SOURCE EXCERPT:
────────────────────

# New from Houston



## rus_bro (Jul 21, 2021)

Hey there boys, just signed up here and figured id say hi.

Been smoking meat for 7 or 8 years and am the pitmaster for a couple very small teams.  Brisket is my goto but love all BBQ.

Currently smoking on a Shirley 42x24 square chamber.  BUT at the moment I about to retire the Kettle and build a grill out of a 55 Gal drum.  I borrowed a welding machine and have no real skill, so this is going to be fun. 

Looking forward to looking aroudn this place.

Rb


----------



## TNJAKE (Jul 21, 2021)

Welcome from Tennessee


----------



## kilo charlie (Jul 21, 2021)

Welcome to SMF!


----------



## Colin1230 (Jul 21, 2021)

Welcome from KC............and who you callin'  boy?


----------



## sawhorseray (Jul 21, 2021)

Welcome from Gilbert, AZ youngster. RAY


----------



## Winterrider (Jul 21, 2021)

Welcome from ND


----------



## MadMax281 (Jul 21, 2021)

Welcome to SMF from Kingwood.


----------



## 912smoker (Jul 21, 2021)

────────────────────

STORED ROWS:

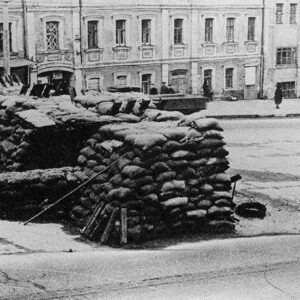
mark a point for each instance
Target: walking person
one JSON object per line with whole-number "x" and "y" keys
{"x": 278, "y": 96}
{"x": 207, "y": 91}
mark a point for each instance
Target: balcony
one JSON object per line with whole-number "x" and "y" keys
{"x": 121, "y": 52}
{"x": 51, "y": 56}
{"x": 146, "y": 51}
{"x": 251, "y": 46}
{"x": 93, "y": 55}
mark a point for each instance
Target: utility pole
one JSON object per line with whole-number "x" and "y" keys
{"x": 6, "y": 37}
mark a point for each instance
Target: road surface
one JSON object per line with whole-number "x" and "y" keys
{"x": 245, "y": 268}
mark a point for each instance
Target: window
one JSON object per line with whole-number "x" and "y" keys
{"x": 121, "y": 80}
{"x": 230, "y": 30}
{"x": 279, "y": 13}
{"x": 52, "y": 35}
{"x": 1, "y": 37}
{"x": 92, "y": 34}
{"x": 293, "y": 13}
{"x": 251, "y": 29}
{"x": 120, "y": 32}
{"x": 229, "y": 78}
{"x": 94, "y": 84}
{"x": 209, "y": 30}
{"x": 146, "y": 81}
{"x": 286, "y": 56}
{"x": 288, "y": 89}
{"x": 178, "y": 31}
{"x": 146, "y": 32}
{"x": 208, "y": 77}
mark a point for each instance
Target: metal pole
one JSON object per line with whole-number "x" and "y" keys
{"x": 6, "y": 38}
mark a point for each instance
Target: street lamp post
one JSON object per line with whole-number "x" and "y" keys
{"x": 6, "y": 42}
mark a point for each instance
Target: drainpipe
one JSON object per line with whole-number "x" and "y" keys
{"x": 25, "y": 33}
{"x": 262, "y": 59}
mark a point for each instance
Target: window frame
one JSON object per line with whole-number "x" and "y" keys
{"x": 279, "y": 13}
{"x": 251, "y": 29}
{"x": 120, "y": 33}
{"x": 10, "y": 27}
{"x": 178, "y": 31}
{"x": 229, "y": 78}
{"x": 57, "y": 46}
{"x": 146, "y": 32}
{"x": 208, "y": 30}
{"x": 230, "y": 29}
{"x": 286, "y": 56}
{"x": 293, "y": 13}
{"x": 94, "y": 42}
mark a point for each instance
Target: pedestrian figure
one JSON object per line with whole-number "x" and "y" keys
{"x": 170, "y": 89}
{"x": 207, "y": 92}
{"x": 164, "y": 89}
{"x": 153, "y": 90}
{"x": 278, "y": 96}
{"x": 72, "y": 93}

────────────────────

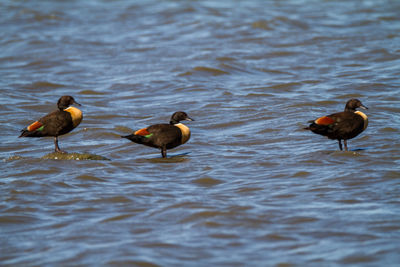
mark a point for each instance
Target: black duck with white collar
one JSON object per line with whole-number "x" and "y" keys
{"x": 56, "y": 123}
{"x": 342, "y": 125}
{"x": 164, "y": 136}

────────────────────

SHORT TASK 1:
Reproduce word for word the part of the Houston welcome thread from "Been smoking meat" up to and including "TNJAKE (Jul 21, 2021)".
SHORT TASK 2:
Answer these questions about the Houston welcome thread:
(a) What smoker is rus_bro currently using?
(b) What does he plan to build a grill out of?
(c) Where does sawhorseray send his welcome from?
SHORT TASK 3:
Write what comes next in the Houston welcome thread, starting after its last shown line.
None of the lines is needed for this work.

EXPECTED ANSWER 1:
Been smoking meat for 7 or 8 years and am the pitmaster for a couple very small teams.  Brisket is my goto but love all BBQ.

Currently smoking on a Shirley 42x24 square chamber.  BUT at the moment I about to retire the Kettle and build a grill out of a 55 Gal drum.  I borrowed a welding machine and have no real skill, so this is going to be fun. 

Looking forward to looking aroudn this place.

Rb


----------



## TNJAKE (Jul 21, 2021)

EXPECTED ANSWER 2:
(a) A Shirley 42x24 square chamber.
(b) A 55 Gal drum.
(c) Gilbert, AZ.

EXPECTED ANSWER 3:
Welcome to SMF from SE Ga


----------



## rexster314 (Jul 21, 2021)

Hello from south of you in Brazoria county


----------



## sandyut (Jul 21, 2021)

welcome from UT - you have arrived


----------



## kruizer (Jul 21, 2021)

Welcome to SMF from Minnesota.


----------



## PPG1 (Jul 21, 2021)

Welcome from Coastal Carolina


----------



## SmokinAl (Jul 22, 2021)

Welcome to SMF! Glad to have you join the group!!
Al


----------



## AggieJack (Aug 17, 2021)

Welcome from the southwest side of Houston (Richmond). Soon to be a fellow shirley owner in a few months as well! What part of the metro are you in?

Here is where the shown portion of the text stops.